[start]
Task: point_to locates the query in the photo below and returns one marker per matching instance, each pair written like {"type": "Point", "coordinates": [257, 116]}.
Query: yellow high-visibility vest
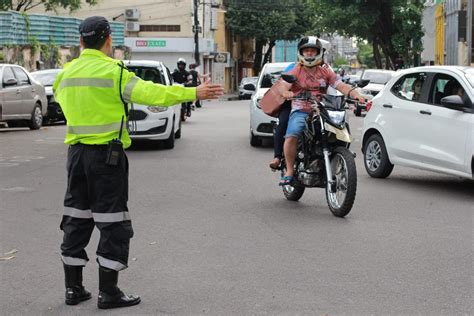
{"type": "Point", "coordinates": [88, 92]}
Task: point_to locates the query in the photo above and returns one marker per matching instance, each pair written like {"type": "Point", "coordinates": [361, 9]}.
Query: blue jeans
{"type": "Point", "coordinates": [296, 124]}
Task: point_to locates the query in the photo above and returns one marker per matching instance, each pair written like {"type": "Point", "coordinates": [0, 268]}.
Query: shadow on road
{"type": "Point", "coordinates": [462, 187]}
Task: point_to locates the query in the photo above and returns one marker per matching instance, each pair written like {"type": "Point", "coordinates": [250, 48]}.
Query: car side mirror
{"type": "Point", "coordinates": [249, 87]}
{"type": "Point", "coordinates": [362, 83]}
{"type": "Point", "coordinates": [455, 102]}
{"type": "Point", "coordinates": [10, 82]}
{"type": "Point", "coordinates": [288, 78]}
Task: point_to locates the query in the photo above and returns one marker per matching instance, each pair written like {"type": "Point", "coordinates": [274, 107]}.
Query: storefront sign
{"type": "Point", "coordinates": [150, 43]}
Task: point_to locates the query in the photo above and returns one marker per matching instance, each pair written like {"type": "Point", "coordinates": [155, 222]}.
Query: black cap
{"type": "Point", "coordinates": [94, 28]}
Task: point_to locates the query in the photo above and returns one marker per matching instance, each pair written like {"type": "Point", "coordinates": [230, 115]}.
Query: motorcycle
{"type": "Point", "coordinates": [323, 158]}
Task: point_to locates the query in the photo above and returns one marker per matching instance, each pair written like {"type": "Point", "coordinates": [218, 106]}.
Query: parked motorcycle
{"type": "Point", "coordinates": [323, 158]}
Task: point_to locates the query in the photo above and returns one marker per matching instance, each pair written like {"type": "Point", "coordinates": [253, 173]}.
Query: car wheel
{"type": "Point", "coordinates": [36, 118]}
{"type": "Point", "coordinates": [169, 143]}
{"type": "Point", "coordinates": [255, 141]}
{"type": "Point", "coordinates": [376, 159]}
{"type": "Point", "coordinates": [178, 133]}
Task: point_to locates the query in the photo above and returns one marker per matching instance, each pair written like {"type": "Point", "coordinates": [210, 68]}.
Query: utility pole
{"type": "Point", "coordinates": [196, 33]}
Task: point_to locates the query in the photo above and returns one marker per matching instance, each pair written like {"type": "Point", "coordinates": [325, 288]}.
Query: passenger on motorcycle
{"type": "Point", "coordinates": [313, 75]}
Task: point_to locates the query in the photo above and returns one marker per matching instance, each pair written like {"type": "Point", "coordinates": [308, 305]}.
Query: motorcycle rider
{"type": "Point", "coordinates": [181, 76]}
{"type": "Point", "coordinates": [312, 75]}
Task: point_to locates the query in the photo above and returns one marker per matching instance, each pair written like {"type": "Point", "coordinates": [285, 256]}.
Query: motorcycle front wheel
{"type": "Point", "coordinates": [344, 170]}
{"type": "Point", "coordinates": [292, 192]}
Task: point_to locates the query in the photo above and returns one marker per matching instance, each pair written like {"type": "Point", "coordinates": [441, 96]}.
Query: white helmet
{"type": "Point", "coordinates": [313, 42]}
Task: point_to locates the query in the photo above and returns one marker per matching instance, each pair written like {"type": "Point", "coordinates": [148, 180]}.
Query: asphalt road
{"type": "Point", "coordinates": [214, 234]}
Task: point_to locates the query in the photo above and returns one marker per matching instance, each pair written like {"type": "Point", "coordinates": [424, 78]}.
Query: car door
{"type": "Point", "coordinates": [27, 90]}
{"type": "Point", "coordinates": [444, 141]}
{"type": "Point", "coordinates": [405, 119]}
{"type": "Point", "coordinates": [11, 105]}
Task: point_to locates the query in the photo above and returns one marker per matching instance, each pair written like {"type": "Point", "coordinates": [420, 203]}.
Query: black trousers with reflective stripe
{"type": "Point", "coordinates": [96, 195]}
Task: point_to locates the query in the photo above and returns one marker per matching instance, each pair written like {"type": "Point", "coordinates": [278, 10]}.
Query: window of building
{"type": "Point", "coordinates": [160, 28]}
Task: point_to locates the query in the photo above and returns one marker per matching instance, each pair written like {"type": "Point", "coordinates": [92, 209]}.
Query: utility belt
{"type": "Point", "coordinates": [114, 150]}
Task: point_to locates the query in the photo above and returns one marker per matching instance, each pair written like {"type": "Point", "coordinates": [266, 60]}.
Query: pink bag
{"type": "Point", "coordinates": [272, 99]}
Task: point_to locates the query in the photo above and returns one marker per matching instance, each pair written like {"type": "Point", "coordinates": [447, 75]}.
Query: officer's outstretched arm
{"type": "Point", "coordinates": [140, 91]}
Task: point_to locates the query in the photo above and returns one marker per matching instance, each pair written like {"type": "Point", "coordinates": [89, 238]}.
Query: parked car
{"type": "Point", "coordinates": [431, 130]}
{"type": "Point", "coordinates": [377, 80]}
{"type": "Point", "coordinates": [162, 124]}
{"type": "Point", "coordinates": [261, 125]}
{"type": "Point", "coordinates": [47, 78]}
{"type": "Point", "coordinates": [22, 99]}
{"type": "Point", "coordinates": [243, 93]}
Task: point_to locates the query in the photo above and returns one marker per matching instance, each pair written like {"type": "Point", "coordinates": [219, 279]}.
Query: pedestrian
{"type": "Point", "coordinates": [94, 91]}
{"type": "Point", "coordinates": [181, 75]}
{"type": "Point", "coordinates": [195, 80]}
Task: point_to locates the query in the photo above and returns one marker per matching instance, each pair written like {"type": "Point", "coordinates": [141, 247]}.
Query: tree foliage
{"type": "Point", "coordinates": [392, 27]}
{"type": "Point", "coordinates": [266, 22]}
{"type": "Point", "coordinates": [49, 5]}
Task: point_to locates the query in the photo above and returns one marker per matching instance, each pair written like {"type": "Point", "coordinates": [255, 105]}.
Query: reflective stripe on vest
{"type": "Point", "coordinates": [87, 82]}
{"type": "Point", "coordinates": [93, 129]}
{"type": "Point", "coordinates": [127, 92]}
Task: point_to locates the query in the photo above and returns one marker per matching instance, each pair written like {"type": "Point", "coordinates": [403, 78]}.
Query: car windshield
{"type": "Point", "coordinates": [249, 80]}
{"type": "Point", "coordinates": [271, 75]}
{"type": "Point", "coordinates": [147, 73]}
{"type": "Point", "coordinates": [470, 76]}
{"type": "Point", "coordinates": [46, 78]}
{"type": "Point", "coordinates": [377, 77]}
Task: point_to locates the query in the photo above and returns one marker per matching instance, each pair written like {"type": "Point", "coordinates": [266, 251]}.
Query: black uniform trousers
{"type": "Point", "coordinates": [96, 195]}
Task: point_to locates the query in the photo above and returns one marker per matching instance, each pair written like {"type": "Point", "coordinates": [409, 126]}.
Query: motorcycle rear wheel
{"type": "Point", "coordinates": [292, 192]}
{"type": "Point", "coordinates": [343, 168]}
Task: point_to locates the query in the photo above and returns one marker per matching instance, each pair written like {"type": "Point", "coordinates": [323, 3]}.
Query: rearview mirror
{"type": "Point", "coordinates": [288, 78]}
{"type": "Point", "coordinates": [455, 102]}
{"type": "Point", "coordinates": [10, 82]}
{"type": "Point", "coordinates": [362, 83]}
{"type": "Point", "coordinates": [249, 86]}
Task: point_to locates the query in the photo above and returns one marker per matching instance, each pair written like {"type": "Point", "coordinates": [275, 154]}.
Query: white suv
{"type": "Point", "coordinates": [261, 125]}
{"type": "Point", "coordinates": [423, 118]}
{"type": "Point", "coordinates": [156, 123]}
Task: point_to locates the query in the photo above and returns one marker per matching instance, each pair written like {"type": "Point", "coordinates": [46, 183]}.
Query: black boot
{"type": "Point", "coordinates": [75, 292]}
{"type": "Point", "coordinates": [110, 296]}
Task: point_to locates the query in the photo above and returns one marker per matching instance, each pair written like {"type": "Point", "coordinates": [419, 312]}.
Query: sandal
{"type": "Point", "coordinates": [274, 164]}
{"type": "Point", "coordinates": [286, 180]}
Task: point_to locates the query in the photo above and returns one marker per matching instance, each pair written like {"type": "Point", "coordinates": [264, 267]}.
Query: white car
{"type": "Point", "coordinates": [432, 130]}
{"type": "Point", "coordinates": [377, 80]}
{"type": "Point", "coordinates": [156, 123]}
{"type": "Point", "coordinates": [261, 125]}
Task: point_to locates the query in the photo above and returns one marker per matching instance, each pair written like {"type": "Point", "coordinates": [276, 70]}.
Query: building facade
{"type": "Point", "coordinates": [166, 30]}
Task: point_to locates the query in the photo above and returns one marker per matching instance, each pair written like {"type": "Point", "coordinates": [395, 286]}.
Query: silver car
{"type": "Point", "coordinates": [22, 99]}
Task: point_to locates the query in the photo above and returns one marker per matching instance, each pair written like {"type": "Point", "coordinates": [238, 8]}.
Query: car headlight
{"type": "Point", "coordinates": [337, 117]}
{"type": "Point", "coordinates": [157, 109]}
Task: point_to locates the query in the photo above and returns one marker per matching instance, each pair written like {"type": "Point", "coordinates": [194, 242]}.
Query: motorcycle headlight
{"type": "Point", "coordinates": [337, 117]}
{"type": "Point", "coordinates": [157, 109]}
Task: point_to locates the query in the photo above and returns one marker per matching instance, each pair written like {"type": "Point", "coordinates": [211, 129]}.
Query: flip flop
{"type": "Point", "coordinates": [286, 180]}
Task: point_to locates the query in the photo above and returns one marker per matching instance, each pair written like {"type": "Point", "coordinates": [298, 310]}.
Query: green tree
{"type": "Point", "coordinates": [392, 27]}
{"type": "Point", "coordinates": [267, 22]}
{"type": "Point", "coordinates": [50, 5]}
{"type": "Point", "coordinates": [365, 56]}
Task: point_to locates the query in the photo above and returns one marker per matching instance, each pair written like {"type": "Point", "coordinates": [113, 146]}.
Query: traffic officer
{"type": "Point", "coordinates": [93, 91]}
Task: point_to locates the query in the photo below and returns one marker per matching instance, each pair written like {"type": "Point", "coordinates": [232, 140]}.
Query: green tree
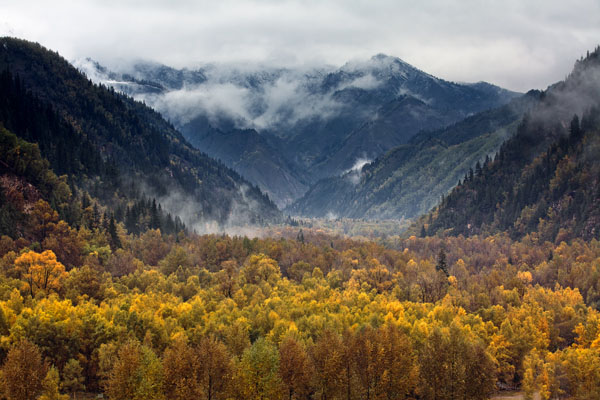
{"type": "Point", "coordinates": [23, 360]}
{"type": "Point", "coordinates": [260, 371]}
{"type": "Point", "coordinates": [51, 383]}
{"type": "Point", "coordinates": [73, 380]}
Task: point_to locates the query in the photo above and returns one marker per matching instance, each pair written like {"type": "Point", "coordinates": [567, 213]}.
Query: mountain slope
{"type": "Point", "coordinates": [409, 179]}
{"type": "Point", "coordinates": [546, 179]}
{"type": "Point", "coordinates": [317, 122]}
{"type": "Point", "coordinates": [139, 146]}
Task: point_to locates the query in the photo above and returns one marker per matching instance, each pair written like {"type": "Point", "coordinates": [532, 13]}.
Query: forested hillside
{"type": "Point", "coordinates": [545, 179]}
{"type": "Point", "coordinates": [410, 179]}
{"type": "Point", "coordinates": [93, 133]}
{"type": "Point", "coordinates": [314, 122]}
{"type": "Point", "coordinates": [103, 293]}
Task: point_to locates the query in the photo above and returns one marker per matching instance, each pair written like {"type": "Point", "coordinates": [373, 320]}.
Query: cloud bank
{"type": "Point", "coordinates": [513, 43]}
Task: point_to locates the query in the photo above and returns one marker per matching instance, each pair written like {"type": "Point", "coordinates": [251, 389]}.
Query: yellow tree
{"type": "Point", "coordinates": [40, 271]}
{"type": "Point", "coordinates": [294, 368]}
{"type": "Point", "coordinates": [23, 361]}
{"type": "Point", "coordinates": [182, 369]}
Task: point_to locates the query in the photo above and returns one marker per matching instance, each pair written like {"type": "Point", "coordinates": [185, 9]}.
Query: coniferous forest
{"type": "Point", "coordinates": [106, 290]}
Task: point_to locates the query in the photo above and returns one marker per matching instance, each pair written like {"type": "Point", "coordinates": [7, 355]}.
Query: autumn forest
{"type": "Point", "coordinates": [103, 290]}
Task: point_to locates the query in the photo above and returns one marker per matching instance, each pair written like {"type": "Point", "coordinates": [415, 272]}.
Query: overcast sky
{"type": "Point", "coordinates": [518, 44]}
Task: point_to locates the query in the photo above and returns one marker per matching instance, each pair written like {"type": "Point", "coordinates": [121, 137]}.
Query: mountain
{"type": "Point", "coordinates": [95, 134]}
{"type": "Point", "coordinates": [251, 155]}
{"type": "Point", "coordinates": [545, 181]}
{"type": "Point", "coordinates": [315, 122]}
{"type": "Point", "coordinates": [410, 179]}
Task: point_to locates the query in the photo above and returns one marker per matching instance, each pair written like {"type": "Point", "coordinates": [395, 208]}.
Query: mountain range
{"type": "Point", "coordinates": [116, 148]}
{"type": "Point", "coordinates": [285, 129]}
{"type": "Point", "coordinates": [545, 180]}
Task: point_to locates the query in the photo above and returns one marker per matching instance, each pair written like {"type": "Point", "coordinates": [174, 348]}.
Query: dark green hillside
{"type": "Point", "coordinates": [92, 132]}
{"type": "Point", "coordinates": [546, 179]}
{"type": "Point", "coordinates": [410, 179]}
[end]
YOUR OBJECTIVE: Report every line of the records that contains the word "black", copying each such line in full.

REPLY:
Query: black cap
Query: black trousers with reflective stripe
Query: black uniform trousers
Query: black boot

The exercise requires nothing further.